**ASSIGNED TASK**
The listing below is to be copied in full, line by line.

[[ SUPPLIED RECORDS, beginning ]]

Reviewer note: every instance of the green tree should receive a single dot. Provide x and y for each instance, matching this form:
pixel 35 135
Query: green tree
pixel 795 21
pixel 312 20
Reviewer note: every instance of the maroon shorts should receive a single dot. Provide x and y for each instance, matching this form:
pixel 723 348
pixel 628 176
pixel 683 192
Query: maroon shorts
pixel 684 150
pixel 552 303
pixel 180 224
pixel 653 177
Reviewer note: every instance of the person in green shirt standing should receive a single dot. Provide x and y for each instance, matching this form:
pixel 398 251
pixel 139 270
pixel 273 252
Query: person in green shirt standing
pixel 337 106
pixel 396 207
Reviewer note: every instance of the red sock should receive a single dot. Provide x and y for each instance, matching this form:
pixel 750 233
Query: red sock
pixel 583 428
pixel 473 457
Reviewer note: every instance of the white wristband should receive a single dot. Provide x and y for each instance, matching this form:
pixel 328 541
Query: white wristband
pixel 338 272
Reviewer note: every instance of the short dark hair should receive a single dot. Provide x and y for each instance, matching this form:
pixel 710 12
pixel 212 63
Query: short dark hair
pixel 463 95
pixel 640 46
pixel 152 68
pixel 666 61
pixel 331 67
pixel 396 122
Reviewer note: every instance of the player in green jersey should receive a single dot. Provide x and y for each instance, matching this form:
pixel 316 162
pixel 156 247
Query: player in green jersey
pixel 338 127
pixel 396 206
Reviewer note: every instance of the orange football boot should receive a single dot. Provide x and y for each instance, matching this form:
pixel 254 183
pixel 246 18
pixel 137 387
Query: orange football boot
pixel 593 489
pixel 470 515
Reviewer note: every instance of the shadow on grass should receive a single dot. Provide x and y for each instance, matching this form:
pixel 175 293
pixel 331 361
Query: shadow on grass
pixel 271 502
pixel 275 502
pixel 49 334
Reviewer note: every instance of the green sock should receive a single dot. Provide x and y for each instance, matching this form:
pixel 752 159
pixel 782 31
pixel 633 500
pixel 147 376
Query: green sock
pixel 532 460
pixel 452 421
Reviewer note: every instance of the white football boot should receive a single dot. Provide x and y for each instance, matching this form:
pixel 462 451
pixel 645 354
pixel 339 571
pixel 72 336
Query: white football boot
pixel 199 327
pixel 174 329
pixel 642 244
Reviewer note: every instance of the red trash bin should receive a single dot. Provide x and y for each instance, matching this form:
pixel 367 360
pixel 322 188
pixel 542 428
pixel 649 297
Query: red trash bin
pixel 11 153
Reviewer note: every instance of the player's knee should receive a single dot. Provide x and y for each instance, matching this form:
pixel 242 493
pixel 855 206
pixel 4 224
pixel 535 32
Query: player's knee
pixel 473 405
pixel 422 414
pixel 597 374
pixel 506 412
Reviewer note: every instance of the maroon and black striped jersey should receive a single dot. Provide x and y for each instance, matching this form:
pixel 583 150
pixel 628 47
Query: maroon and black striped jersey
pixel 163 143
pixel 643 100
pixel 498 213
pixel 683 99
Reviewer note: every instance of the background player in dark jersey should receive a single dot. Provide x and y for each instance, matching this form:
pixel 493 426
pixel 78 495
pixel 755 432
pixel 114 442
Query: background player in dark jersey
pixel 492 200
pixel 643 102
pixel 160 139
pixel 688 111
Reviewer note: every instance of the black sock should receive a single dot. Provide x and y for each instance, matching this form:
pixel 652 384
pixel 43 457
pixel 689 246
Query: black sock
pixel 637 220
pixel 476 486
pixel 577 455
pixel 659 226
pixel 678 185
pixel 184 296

[[ SUPPLIED RECORDS, end ]]

**TASK ANSWER**
Reviewer note: every instance of the green tree should receive a single dot. Provide x and y for each instance, matching this form:
pixel 35 135
Query: green tree
pixel 795 21
pixel 312 20
Reviewer note: every instance of the maroon shorts should receive a single dot. Provide x and y for each instance, matching this form:
pixel 723 348
pixel 628 176
pixel 683 192
Query: maroon shorts
pixel 684 150
pixel 552 303
pixel 180 224
pixel 653 177
Reviewer note: every instance of the person in green shirt standing should receive a single dot. Provide x and y for each instance, matching this form:
pixel 398 251
pixel 139 270
pixel 273 252
Query: person in green shirt standing
pixel 337 106
pixel 396 207
Reviewer note: every instance of the red sock should receive a single dot. Provide x and y for each instance, matching this form:
pixel 750 233
Query: red sock
pixel 583 428
pixel 473 457
Reviewer note: every instance of the white wristband should receive a single dot. Provide x and y for each instance, matching this form:
pixel 328 541
Query: white wristband
pixel 338 272
Reviewer note: every instance of the short dark hair should receive a single dot. Provide x and y for each instance, matching this form:
pixel 710 12
pixel 212 63
Query: short dark hair
pixel 463 95
pixel 640 46
pixel 152 68
pixel 666 61
pixel 331 67
pixel 396 122
Reviewer note: every instance of the player in green jersey should receive a single dot. Provide x and y for each instance, matching this form:
pixel 316 162
pixel 156 247
Query: player in green jersey
pixel 338 127
pixel 396 206
Reviewer note: every instance of the orange football boot should receive a single dot. Provide x and y for each instance, matching this form:
pixel 254 183
pixel 246 18
pixel 137 387
Query: orange football boot
pixel 593 489
pixel 470 515
Reviewer note: every instance of the shadow on grass should receive a single dot. Provide x and y for each instance, matching this form:
pixel 175 293
pixel 331 361
Query: shadow on grass
pixel 271 502
pixel 275 502
pixel 49 334
Reviewer note: every instance of the green sock should receive a single dot. Provide x and y for each instance, matching this form:
pixel 752 159
pixel 782 31
pixel 633 500
pixel 147 376
Query: green sock
pixel 532 460
pixel 452 421
Reviewer note: every instance of the white football boot should receive a single dot. Provide x and y for each instance, matching this form:
pixel 462 451
pixel 645 354
pixel 339 571
pixel 72 336
Query: white football boot
pixel 199 327
pixel 174 329
pixel 642 244
Reviewer note: every instance of the red trash bin should receive a single dot. Provide x and y for each instance, matching this form:
pixel 367 360
pixel 322 188
pixel 542 428
pixel 649 297
Query: red trash bin
pixel 11 153
Reviewer note: every instance of the player's knee should receive a single dot. Provide x and y for each instance, matching this form:
pixel 242 493
pixel 855 206
pixel 4 224
pixel 535 32
Query: player's knee
pixel 473 405
pixel 422 414
pixel 597 374
pixel 506 412
Reviewer note: every instance of the maroon and black striped jersey should receive a single dot. Provide x and y for each instance, matching this form:
pixel 583 150
pixel 628 47
Query: maroon and black striped jersey
pixel 163 143
pixel 643 100
pixel 498 213
pixel 683 99
Reviewer note: every instance of the background player in dark jersey should receive a single dot. Provide x and y for each instance, matching this form:
pixel 493 426
pixel 78 495
pixel 755 432
pixel 114 442
Query: background player in dark jersey
pixel 492 200
pixel 643 102
pixel 160 139
pixel 688 111
Reviewer note: every instance of the black sock should receive a single dot. Provide x and y for each instance, matching this form:
pixel 652 384
pixel 43 457
pixel 689 246
Query: black sock
pixel 637 220
pixel 476 486
pixel 577 455
pixel 659 226
pixel 678 185
pixel 184 296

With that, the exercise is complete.